Tally the lines in the rows below that contain the string "fuselage", and reply with that count alone.
-- Start of Available data --
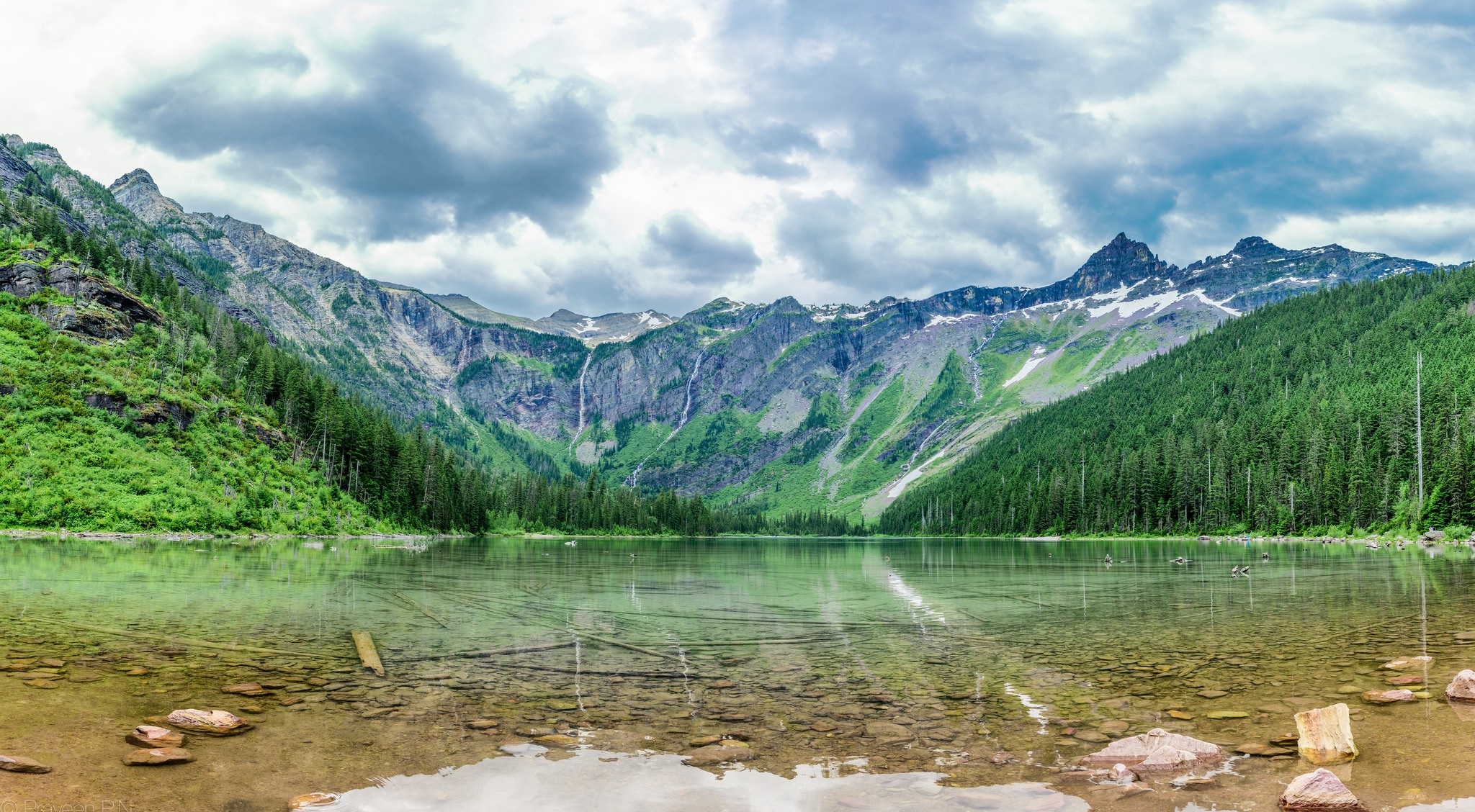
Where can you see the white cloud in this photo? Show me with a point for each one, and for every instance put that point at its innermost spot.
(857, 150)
-- End of Available data --
-- Start of Available data --
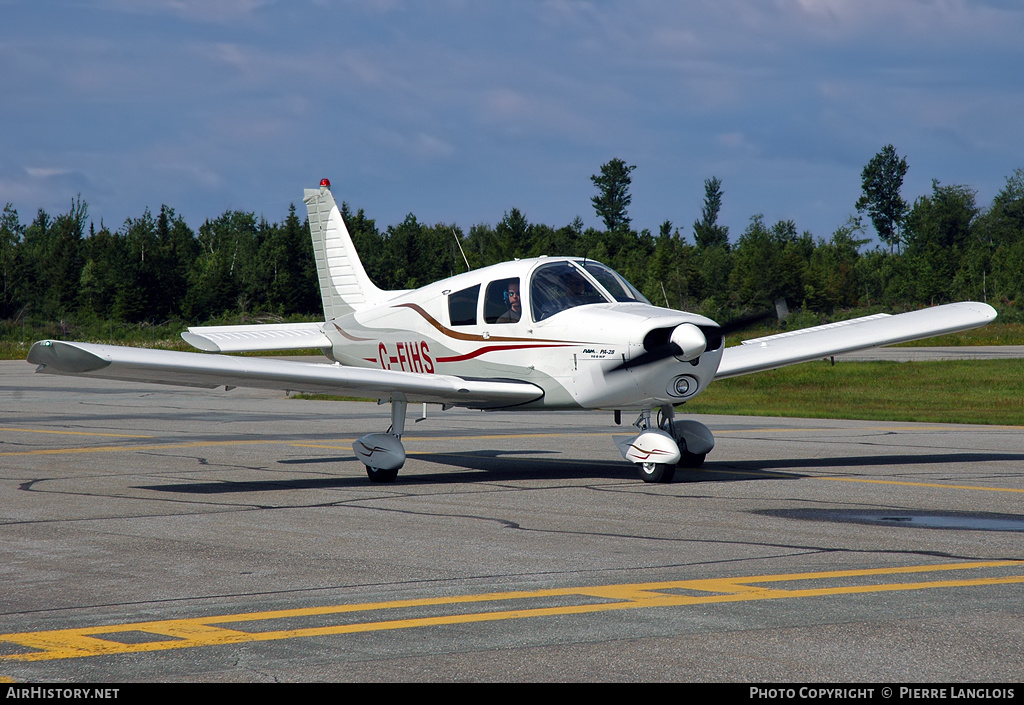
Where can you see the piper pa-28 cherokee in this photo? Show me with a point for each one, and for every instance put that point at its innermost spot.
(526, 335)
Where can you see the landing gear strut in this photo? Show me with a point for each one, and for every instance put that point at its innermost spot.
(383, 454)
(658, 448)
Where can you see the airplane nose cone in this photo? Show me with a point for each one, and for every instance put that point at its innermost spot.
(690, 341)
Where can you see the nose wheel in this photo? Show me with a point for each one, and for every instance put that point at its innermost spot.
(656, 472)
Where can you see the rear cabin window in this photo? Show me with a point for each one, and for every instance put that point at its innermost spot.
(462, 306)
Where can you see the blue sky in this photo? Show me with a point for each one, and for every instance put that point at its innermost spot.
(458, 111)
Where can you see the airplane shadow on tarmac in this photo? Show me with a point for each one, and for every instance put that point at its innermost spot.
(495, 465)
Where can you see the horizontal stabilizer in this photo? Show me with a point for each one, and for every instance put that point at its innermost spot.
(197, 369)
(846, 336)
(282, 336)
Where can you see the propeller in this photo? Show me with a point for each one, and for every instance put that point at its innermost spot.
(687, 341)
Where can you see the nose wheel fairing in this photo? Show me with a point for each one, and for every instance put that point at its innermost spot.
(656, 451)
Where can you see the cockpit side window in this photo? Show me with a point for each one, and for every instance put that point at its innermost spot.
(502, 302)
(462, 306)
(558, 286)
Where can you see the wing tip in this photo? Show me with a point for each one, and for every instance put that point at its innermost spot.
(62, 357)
-- End of Available data --
-- Start of Available data --
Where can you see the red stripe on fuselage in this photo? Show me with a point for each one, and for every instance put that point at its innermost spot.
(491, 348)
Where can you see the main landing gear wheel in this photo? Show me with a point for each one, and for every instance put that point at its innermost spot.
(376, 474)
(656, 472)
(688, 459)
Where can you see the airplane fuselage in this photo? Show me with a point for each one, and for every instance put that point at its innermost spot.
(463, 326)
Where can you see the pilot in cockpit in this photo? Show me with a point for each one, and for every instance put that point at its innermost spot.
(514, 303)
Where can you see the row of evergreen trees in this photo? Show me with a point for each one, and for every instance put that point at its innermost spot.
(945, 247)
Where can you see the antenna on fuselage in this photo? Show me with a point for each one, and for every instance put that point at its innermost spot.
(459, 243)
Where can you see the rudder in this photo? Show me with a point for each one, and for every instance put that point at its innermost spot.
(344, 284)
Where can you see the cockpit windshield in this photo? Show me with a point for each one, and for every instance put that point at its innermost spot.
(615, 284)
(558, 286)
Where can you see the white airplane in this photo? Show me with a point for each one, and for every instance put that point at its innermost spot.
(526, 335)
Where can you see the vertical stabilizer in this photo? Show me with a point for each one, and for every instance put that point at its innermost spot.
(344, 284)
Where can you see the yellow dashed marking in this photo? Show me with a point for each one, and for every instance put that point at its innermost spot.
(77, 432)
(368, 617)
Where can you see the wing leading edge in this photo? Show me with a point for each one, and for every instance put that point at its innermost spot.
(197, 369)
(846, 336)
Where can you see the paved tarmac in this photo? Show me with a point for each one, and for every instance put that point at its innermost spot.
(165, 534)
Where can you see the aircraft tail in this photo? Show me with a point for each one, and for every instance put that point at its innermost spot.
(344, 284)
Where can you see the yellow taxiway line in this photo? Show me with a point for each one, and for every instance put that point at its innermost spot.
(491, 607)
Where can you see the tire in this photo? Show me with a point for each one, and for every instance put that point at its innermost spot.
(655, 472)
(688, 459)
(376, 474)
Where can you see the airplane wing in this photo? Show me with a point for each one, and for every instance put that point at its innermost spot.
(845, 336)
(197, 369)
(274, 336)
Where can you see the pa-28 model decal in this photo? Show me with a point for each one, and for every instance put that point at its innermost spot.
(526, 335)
-- End of Available data --
§ Worked solution: 3